WORK REQUIRED:
Copy out each line in the records below that contains the string "window".

- - - - -

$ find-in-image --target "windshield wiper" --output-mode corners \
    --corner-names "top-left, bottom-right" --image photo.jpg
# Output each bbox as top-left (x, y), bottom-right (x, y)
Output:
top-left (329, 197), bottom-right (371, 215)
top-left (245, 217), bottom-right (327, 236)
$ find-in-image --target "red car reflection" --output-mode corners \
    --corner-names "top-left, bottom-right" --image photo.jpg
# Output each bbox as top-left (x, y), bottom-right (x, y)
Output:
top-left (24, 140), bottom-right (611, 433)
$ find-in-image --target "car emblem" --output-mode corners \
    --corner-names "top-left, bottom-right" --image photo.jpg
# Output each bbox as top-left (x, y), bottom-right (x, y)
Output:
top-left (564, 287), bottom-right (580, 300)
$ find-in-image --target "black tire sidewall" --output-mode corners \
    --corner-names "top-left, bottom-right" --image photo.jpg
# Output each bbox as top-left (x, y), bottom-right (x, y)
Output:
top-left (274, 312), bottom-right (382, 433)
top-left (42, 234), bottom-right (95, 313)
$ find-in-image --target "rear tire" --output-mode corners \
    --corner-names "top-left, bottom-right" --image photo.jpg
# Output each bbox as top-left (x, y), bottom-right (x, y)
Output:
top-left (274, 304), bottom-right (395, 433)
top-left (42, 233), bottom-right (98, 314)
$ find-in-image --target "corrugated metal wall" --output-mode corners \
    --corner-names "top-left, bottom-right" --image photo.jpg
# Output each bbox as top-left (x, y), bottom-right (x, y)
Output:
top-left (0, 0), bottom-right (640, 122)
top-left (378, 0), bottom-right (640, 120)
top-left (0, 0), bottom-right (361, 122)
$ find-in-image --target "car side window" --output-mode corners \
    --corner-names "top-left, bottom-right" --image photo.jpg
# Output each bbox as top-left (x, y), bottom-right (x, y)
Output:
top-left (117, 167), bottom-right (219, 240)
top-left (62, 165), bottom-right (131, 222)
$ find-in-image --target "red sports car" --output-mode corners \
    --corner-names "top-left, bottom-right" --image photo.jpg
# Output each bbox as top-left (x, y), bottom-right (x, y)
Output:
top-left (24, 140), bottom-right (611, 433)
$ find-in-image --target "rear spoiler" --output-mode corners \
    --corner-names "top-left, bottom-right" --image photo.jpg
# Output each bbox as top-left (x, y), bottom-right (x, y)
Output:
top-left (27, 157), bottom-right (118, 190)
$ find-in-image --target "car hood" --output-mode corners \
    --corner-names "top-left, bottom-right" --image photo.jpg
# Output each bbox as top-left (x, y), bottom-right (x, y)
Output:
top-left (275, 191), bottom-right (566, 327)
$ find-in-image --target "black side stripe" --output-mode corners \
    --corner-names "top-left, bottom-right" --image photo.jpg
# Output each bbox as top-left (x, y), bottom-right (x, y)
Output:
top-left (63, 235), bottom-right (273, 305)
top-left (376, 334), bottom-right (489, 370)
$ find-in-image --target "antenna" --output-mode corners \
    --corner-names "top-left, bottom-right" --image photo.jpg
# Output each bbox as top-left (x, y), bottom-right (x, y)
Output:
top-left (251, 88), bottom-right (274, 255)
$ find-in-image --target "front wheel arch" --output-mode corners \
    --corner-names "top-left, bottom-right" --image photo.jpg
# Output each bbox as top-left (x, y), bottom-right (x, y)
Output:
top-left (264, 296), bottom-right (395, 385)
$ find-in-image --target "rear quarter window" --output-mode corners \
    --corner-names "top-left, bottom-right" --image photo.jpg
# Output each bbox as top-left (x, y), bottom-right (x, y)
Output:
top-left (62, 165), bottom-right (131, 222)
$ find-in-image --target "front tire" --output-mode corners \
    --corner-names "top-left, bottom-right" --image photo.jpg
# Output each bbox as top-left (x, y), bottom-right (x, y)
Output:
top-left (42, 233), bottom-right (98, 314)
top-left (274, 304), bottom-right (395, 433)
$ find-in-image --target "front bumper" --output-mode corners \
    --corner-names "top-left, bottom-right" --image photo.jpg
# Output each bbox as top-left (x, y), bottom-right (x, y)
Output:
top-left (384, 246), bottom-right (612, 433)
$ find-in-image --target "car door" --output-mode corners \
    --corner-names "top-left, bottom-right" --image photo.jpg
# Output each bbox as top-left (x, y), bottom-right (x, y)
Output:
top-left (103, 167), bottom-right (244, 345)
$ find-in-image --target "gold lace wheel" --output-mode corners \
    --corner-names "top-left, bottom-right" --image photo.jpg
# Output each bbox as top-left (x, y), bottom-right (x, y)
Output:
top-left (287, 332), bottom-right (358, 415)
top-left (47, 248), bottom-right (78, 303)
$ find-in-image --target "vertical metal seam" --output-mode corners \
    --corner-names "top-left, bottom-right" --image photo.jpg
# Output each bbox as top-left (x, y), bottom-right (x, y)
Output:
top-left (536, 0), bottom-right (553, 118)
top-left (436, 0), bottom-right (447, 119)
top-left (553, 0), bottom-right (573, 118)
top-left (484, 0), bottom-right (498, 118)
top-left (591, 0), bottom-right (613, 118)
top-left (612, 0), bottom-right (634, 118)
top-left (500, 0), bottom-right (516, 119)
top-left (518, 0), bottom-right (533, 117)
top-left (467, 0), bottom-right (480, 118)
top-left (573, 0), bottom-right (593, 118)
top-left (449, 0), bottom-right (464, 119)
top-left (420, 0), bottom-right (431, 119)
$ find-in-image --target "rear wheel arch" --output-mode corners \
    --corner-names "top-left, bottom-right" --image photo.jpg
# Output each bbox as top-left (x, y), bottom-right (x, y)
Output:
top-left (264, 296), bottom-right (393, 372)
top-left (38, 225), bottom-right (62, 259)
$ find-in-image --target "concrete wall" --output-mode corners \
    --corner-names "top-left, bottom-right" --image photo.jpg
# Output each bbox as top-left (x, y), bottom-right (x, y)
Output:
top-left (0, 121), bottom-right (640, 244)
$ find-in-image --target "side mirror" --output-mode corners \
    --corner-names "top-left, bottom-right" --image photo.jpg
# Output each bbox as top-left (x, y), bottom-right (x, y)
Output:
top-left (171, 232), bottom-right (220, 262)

- - - - -

ANSWER FOR THIS EXERCISE:
$ find-in-image --target "car side window" --output-mode corners \
$ find-in-image --target "rear quarter window" --output-mode corners \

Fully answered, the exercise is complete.